» Record list:
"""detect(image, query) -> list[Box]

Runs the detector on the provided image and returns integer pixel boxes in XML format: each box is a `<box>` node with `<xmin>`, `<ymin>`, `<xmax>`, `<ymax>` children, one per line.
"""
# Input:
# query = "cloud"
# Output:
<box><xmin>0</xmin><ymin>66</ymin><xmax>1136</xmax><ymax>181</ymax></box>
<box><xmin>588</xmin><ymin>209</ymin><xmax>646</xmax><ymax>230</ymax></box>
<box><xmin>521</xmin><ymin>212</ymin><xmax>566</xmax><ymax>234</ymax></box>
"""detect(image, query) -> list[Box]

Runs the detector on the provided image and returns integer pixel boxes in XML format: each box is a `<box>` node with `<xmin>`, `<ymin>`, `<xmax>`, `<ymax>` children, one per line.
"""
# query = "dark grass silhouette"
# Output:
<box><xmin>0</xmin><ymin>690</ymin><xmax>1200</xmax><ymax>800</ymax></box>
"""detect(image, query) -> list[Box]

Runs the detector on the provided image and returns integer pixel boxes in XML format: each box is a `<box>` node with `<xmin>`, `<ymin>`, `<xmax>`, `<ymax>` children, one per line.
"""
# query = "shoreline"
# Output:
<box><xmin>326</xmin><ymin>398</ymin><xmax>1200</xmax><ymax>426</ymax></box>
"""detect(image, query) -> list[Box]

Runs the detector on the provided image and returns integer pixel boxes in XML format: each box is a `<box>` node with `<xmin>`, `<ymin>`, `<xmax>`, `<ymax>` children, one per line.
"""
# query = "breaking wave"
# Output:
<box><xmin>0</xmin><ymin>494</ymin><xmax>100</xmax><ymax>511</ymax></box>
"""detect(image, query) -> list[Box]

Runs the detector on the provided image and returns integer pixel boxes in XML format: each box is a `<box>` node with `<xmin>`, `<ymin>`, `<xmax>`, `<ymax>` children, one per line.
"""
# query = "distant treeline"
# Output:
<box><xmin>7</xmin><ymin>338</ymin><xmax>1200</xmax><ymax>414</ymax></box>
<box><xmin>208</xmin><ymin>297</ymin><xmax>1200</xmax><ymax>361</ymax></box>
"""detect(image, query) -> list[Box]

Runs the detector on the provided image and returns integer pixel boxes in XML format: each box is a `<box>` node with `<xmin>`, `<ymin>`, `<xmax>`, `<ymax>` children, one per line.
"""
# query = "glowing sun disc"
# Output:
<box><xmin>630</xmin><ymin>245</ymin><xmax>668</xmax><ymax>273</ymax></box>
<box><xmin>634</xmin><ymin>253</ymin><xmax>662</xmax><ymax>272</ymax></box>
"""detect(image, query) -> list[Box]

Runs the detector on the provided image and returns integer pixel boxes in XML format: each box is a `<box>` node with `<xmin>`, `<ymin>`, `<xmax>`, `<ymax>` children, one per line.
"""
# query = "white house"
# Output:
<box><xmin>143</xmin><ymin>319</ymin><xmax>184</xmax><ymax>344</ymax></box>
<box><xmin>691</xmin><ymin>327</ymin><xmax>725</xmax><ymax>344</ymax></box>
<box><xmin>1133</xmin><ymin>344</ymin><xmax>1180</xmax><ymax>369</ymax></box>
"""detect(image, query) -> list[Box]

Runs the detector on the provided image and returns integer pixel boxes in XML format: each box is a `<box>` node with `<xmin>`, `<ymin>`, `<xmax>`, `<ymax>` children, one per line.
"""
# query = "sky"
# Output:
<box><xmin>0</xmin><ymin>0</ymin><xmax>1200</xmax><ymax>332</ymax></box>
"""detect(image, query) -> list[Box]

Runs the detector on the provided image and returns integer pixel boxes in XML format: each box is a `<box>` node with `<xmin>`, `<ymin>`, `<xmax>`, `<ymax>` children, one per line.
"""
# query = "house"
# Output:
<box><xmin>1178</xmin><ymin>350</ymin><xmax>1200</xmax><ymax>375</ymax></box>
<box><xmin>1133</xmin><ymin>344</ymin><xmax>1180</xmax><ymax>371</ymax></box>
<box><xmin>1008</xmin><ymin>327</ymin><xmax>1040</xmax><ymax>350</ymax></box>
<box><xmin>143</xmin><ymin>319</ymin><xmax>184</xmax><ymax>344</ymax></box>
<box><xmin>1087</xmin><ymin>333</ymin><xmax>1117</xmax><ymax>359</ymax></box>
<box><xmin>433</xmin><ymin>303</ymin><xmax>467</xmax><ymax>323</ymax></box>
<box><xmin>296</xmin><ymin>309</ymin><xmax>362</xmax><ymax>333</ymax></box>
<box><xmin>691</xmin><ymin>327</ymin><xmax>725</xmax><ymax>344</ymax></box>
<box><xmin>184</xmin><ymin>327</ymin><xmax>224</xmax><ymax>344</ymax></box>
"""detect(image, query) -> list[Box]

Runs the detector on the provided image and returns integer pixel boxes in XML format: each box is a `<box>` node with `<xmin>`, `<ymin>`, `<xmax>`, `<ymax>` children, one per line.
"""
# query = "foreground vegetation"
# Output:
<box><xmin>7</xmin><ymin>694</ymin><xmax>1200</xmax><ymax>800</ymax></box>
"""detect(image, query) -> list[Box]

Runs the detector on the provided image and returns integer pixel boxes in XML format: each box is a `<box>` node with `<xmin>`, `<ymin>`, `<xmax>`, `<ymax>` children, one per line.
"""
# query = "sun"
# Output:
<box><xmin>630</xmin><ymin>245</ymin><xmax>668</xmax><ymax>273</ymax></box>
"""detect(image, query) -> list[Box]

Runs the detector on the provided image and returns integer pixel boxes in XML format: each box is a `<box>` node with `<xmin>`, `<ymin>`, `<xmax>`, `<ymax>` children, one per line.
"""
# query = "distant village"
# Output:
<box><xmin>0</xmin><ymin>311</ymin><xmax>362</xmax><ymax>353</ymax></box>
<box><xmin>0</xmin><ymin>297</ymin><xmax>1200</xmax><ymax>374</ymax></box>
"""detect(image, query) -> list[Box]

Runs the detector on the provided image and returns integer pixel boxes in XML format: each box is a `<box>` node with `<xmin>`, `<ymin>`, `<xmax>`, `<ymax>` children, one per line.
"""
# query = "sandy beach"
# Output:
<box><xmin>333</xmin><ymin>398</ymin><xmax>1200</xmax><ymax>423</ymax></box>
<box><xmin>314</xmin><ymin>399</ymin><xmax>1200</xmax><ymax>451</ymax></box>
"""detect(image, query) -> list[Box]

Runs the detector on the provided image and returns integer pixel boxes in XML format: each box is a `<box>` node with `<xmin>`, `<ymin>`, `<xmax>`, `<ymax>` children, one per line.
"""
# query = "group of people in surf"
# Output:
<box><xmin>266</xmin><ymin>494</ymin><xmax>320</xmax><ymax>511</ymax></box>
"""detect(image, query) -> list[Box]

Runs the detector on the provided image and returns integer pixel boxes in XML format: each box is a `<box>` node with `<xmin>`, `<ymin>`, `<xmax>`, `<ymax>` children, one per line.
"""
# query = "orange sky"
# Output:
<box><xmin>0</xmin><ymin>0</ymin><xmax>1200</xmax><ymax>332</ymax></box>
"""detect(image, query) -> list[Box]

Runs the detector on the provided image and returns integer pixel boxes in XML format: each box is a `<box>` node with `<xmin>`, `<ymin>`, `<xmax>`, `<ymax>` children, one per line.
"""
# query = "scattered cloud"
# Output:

» The request: How many lines in the material above contain the string "distant", matching case exactly? Reply with only the number.

» Result: 2